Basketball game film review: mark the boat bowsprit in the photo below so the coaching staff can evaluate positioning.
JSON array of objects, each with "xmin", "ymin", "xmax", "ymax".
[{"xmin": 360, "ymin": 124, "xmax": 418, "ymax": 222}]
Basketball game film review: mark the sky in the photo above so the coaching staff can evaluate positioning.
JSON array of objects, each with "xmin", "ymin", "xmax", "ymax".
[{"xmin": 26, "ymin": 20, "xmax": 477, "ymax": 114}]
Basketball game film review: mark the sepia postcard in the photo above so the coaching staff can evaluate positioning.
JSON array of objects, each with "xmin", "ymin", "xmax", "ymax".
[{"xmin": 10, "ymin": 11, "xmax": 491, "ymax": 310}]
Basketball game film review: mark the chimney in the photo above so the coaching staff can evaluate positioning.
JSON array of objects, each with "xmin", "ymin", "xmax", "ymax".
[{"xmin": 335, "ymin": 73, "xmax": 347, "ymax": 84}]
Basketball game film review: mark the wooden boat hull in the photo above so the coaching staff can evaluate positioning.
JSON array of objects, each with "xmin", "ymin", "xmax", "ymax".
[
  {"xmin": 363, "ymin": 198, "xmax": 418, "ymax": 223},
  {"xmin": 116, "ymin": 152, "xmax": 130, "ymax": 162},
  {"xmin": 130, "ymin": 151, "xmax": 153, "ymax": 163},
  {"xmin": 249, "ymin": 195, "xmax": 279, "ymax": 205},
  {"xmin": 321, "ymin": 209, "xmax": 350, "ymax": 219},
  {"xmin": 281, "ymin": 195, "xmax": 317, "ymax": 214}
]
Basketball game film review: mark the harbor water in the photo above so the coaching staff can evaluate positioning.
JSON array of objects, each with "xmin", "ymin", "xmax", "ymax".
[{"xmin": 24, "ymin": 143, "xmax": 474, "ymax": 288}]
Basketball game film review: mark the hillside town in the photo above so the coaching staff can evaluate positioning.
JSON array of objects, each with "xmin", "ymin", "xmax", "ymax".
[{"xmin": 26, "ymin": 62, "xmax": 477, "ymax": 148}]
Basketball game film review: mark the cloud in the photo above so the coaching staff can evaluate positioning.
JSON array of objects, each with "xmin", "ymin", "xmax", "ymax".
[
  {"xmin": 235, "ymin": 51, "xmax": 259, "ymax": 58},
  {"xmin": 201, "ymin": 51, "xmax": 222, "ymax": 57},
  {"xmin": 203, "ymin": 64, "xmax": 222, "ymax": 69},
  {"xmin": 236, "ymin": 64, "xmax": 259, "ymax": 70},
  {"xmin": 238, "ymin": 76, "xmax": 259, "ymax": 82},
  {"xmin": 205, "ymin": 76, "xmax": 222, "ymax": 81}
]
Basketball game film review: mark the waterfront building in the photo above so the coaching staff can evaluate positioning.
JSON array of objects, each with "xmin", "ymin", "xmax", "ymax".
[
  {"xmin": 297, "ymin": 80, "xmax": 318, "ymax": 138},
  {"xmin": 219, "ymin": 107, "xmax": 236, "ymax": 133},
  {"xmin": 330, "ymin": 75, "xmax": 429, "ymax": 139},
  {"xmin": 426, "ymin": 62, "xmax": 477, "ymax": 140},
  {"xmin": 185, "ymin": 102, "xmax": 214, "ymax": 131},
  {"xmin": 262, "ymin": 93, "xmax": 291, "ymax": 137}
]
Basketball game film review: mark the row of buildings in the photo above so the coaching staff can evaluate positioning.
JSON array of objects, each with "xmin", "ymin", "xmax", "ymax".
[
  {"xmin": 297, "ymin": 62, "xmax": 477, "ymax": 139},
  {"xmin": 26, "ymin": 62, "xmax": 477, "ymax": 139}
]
::::::::::
Reproduce every row above verbatim, from the first line to the last, without altering any character.

Basketball game film review: mark the boat bowsprit in the photo below so the coaching staff can evaluate positioning.
JSON array of objects, each with "xmin", "ymin", "xmax", "ymax".
[{"xmin": 360, "ymin": 124, "xmax": 418, "ymax": 222}]
Basketball game film review: mark the sky in the photo above so the coaching staff can evaluate positioning.
JSON array of objects, each with "xmin", "ymin", "xmax", "ymax".
[{"xmin": 26, "ymin": 20, "xmax": 477, "ymax": 114}]
Basketball game film review: mark the sepia postcard in the photo above so the coaching staff can evaluate positioning.
JSON array of objects, each with "xmin", "ymin", "xmax", "ymax".
[{"xmin": 10, "ymin": 11, "xmax": 491, "ymax": 310}]
Basketball game film review: mark the chimney in the photo above so the coaching staff can evaluate positioning.
JSON array of objects, each with "xmin", "ymin", "xmax", "ymax".
[{"xmin": 335, "ymin": 73, "xmax": 347, "ymax": 84}]
Basketball game film review: mark the wooden boat hull in the photo above so the coaching staff can evaluate positioning.
JSON array of objects, each with "xmin", "ymin", "xmax", "ymax".
[
  {"xmin": 363, "ymin": 198, "xmax": 418, "ymax": 223},
  {"xmin": 116, "ymin": 152, "xmax": 130, "ymax": 162},
  {"xmin": 130, "ymin": 151, "xmax": 153, "ymax": 163},
  {"xmin": 249, "ymin": 195, "xmax": 279, "ymax": 205},
  {"xmin": 321, "ymin": 209, "xmax": 350, "ymax": 219},
  {"xmin": 281, "ymin": 195, "xmax": 317, "ymax": 214}
]
Basketball game film review: mark the harbor water in the photo above so the coaching staff can evaluate positioning.
JSON array of objects, each with "xmin", "ymin", "xmax", "ymax".
[{"xmin": 24, "ymin": 143, "xmax": 474, "ymax": 288}]
Basketball game film review: mark the hillside town in the photo above so the coaching staff can evaluate positioning.
JSON array of objects, each with "xmin", "ymin", "xmax", "ymax".
[{"xmin": 26, "ymin": 62, "xmax": 477, "ymax": 148}]
Basketball game film review: mark the cloud in the photo above so the coaching staff can evaluate positioning.
JSON array of objects, each with "xmin", "ymin", "xmax", "ymax".
[
  {"xmin": 235, "ymin": 51, "xmax": 259, "ymax": 58},
  {"xmin": 201, "ymin": 51, "xmax": 222, "ymax": 57},
  {"xmin": 203, "ymin": 64, "xmax": 222, "ymax": 69},
  {"xmin": 236, "ymin": 64, "xmax": 259, "ymax": 70},
  {"xmin": 238, "ymin": 76, "xmax": 259, "ymax": 82},
  {"xmin": 205, "ymin": 76, "xmax": 222, "ymax": 81}
]
Basketball game film review: mark the waterfront building in the photo above so the coaching staff can evaluate positioning.
JSON array of objects, each with "xmin", "ymin", "xmax", "ymax".
[
  {"xmin": 297, "ymin": 80, "xmax": 318, "ymax": 138},
  {"xmin": 219, "ymin": 107, "xmax": 236, "ymax": 133},
  {"xmin": 330, "ymin": 75, "xmax": 429, "ymax": 139},
  {"xmin": 426, "ymin": 62, "xmax": 477, "ymax": 140},
  {"xmin": 185, "ymin": 102, "xmax": 214, "ymax": 131},
  {"xmin": 262, "ymin": 93, "xmax": 291, "ymax": 137}
]
Basketball game film review: mark the row of buildings in the photo above so the coaching staff can evaluate positioning.
JSON array of objects, each with "xmin", "ymin", "xmax", "ymax".
[
  {"xmin": 297, "ymin": 62, "xmax": 477, "ymax": 139},
  {"xmin": 26, "ymin": 62, "xmax": 477, "ymax": 139}
]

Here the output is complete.